Stated task:
Please give the listing again in its entirety, exactly as written.

Provided information:
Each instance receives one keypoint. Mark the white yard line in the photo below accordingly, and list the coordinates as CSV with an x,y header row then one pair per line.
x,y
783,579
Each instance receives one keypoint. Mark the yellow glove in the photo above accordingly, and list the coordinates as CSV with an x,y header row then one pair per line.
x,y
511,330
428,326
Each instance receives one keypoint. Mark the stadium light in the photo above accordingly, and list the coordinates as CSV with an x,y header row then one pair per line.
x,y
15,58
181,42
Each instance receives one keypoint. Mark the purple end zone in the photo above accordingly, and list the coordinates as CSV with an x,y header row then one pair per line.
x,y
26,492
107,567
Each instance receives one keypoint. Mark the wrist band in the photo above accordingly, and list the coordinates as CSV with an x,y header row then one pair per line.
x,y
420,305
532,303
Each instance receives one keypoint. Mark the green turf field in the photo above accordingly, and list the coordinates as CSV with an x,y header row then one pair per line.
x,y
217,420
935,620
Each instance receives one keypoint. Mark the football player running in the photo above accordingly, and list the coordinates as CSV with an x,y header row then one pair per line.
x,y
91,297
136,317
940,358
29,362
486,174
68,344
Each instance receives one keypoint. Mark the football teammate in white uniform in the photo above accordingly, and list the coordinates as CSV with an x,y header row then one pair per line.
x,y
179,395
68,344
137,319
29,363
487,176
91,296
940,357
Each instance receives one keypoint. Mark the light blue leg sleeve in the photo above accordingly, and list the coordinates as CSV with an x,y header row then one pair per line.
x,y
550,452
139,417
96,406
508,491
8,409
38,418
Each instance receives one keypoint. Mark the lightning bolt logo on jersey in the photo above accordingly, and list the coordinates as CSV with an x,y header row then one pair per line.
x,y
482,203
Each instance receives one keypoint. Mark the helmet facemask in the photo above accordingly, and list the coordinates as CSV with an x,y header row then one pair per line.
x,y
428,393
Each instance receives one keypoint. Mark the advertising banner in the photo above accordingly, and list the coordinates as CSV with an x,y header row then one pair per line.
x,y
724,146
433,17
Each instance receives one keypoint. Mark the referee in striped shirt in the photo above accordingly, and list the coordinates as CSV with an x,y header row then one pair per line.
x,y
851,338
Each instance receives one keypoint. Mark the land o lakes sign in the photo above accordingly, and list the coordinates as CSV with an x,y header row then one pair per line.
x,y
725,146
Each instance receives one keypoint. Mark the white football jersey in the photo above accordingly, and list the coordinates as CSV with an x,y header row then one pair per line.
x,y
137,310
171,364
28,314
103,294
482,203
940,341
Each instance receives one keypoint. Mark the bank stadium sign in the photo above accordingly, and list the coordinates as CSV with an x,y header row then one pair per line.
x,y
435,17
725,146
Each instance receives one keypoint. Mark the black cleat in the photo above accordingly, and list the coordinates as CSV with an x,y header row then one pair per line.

Answer:
Each instance receives one keypoint. Mark the white yard line in the photo below accordingly, and list the coordinates as CSV with an x,y header row then one pair per line.
x,y
783,579
Each instance receives one keypoint. Mark the yellow glove in the photo above accordingly, and list the coordinates as CSV with an x,y header row then one pair per line.
x,y
511,330
428,326
Each instance receives one keypoint. Mark the stadium light in the photo above accordingly, and list the coordinates as CSV with an x,y header row then one pair per line.
x,y
15,58
181,42
Each instance receives one keypoint. Mark the purple end zone in the photo above accordingly, and list the coordinates as CSV with an x,y header row then one pair per line.
x,y
26,492
107,567
Each instance receives one keypoint. Mark the wrist band in the photo above accordingly, and list the coordinates as CSV with an x,y header row then one pair per line.
x,y
420,305
532,303
Each instance receives one keypoint. Mark the green turf field in the photo above accordingly, and list the coordinates as CSV with an x,y header row then one pair per line.
x,y
217,420
935,620
Each instance receives one keypoint. Mark the football player running in the photo above accordingly, and list the coordinates as CSV with an x,y header row then one pair per line.
x,y
91,297
136,317
940,358
29,362
486,174
68,344
Each instance receives one keypoint. Mark the football teammate in white uniform in the photo above accordingly, and list the coordinates as CSV with an x,y header row then one pair per line.
x,y
179,395
68,344
137,319
29,363
487,176
91,296
940,357
Each instance receives one keypoint. Mark the light blue leg sleeve in the photo above accordingly, and list the coordinates as CSV with an x,y header row then one pair per line.
x,y
550,452
139,417
96,406
508,491
8,409
38,418
Each instance receives one keypoint. Mark the lightning bolt logo on jersey in the photo above accordingly, and list the coordinates as CSV with an x,y header row then one pair per line.
x,y
482,203
Each instance receives one keypoint. Mark the helmet facemask in the photo above accordingly, and list the coordinates as CSV with an x,y header row then one pair per line.
x,y
428,393
Each instance receives one keypoint. Mark the advertising banner in the photo above accordingly, and list the coordinates as CSV with an x,y header row then one pair per line.
x,y
724,146
433,17
Each instance receives one keypoint. Mark the referee in striped shirt in the photo above accordingly, and list the coordinates as CSV with an x,y header row then one pair per line.
x,y
851,338
Each instance receives one keypoint. Mark the land o lakes sign in the photo above accordingly, and list the coordinates as CSV with an x,y header row then one pair per line.
x,y
725,146
Each instance receives one keypoint. Mark the white football jersey in the photo above accordingly, and list the coordinates as CSV with an x,y header row then one pair per line.
x,y
137,310
171,364
28,314
103,294
482,203
940,341
Each instance receives one keypoint. Mark the bank stadium sign in the photo above accordingly, and list the coordinates as CSV with an x,y header row then one pair per line.
x,y
435,17
725,146
Each instance receives one keypoint. Mark the black cleat in the photo above accordingly, and list the coordinates as CSV with an x,y header row then one pair per line.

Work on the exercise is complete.